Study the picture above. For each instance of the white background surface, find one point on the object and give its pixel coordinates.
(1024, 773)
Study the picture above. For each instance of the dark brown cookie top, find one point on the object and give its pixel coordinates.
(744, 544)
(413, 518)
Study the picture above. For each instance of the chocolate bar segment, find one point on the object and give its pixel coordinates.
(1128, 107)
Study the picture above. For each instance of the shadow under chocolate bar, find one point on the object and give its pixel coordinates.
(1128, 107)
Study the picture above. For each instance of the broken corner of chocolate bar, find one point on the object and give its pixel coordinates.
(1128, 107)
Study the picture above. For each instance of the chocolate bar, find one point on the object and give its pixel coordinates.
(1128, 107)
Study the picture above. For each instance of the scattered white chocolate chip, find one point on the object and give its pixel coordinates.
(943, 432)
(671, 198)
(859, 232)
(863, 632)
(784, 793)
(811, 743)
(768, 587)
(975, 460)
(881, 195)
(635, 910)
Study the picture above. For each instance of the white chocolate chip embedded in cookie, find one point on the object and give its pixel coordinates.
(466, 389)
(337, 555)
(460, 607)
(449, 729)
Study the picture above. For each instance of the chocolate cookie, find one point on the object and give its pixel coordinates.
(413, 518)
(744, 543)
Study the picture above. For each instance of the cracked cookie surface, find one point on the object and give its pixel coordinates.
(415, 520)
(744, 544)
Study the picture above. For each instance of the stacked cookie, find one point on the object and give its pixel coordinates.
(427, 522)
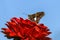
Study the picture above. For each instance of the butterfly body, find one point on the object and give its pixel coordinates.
(36, 17)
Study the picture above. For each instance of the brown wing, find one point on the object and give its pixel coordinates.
(38, 16)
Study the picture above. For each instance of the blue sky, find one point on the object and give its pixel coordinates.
(21, 8)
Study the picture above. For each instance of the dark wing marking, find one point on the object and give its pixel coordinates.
(38, 16)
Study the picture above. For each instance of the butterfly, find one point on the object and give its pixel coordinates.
(36, 17)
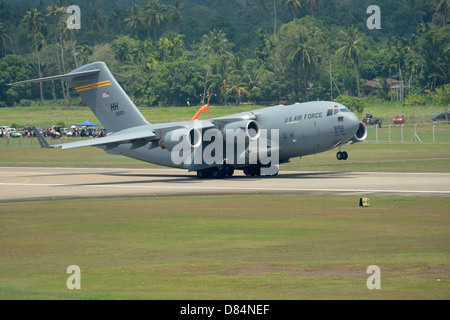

☆ ☆ ☆ ☆

> PROBLEM DETAILS
Every line from the one with "Study the picture above. For each instance of the dark wing" through the end of the material above should be restated word for word, with the pictures left out.

> RESPONSE TO THE EXERCISE
Study the picture above. For each instance of the dark wing marking, find one point on the object and give its pixel coordinates.
(38, 16)
Study the picture above. For each instance of the butterfly, find one point on the object and give its pixel coordinates.
(36, 17)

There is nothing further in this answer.